> Task brief
Would it be possible to quote, exactly and in full, the lines from the one with "TARGET = white stone railing" through the end of the entries below?

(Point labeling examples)
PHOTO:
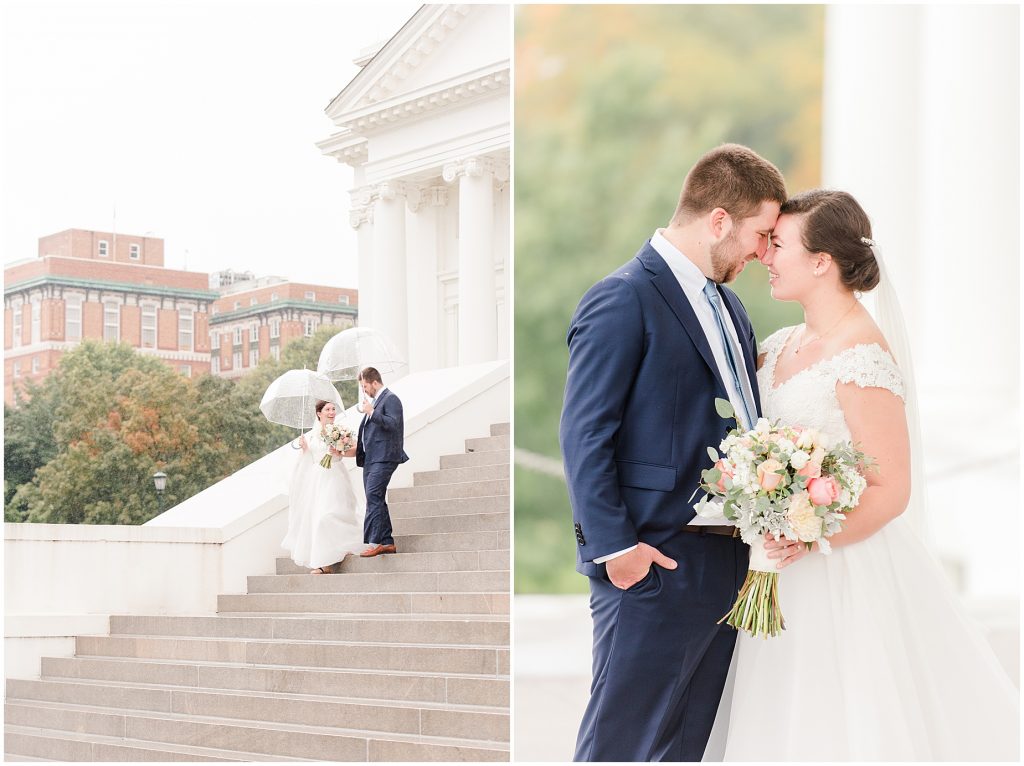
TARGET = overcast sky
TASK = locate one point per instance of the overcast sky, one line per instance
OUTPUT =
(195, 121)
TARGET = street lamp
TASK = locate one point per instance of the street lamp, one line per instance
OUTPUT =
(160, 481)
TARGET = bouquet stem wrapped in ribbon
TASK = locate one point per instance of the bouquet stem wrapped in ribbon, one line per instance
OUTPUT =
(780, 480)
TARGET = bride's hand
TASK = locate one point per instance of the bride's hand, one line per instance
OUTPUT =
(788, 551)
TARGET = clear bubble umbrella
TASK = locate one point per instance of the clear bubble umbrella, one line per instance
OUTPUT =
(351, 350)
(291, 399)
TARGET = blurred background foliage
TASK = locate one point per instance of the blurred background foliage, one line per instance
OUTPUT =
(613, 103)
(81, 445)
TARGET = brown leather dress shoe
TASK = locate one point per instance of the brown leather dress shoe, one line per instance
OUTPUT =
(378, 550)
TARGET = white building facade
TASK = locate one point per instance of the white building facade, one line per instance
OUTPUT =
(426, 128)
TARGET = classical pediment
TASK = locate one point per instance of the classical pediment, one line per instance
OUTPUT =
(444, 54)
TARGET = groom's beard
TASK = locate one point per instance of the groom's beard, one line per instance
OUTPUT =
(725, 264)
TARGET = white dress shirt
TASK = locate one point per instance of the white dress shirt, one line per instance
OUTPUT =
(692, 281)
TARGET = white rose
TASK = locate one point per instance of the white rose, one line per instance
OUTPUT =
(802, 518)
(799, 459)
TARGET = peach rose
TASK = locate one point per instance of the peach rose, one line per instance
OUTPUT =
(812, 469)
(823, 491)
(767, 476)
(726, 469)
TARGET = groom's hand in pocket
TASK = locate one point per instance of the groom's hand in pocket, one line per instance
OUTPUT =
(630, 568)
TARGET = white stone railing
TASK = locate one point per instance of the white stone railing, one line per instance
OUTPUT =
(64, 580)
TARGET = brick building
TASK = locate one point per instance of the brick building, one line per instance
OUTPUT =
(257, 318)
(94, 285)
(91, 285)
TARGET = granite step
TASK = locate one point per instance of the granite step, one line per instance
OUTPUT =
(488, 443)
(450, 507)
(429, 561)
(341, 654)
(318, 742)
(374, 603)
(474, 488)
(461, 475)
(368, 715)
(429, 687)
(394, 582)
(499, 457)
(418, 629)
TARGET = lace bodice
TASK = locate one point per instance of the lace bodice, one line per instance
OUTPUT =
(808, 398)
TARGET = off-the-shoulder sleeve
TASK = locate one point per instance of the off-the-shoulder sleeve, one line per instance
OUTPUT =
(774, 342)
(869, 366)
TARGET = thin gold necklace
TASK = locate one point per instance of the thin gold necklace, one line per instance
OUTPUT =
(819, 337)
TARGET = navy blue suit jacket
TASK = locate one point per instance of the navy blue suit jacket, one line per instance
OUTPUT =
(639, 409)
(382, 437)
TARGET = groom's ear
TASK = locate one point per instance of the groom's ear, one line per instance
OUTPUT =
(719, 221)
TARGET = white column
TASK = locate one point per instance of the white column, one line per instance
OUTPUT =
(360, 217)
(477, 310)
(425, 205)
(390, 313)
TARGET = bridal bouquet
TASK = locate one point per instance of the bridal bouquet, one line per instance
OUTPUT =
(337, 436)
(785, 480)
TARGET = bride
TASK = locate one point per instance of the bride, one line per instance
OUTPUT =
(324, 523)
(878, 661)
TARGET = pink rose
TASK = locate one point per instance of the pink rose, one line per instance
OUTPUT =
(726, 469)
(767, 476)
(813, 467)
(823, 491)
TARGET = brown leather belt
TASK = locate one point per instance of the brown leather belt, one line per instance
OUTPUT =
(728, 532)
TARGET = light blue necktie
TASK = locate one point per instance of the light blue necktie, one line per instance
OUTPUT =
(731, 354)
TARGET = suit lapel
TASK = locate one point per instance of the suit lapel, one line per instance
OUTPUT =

> Written solution
TARGET = white stone railing
TASK = locate one point per instance of the white stone railing, one line per instance
OUTPUT =
(64, 580)
TARGET = brick building
TASK = locate one point per instance of the brick building, one line per instance
OUTPUT =
(257, 318)
(94, 285)
(91, 285)
TARGET = granite step
TASK = locate one point per instance of the granite step, one line per instance
OUTPUT =
(488, 443)
(450, 507)
(429, 561)
(341, 654)
(318, 742)
(374, 603)
(474, 488)
(461, 475)
(368, 715)
(429, 687)
(394, 582)
(499, 457)
(418, 629)
TARGET = lace bodice
TASK = locate one point per instance of the lace bodice, one line per instance
OUTPUT =
(808, 398)
TARGET = off-the-shoulder sleeve
TASK = locate one point per instance of the off-the-shoulder sleeve, one line per instance
OUTPUT =
(774, 342)
(869, 366)
TARGET = thin gold necklace
TASK = locate one point per instance of the thin gold necklace, one line per instance
OUTPUT =
(819, 337)
TARGET = navy blue suit jacket
TASK = locate one point per instance of the navy blue suit jacket, one line per instance
OUTPUT =
(639, 409)
(382, 437)
TARGET = groom's ear
TASK = locate one point per instance of the groom's ear, one line per instance
OUTPUT =
(719, 221)
TARGET = white column
TASK = locate one point per instance of the white column, one line per instance
OUTPUT =
(360, 217)
(477, 310)
(425, 205)
(390, 313)
TARGET = bridal bouquet
TASK = locate one point per instance of the bridal bouquet, one line per instance
OUTPUT =
(337, 436)
(785, 480)
TARGET = bride
TASK = locate one point per instance of the bride, one line per instance
OUTPUT =
(324, 523)
(878, 661)
TARGET = pink rose
TASK = locate one point per instance of the pink rose, one line per instance
OUTPUT =
(726, 469)
(767, 476)
(813, 467)
(823, 491)
TARGET = brown leather belt
TASK = locate one point per instance of the brown leather belt, one line per instance
OUTPUT =
(728, 532)
TARGET = light blue necktie
TASK = locate one point per instance of the light blue necktie, one line per instance
OUTPUT =
(731, 354)
TARGET = suit lapel
TASK = locate one point per instance of the suit lapel, one line per instance
OUTPUT =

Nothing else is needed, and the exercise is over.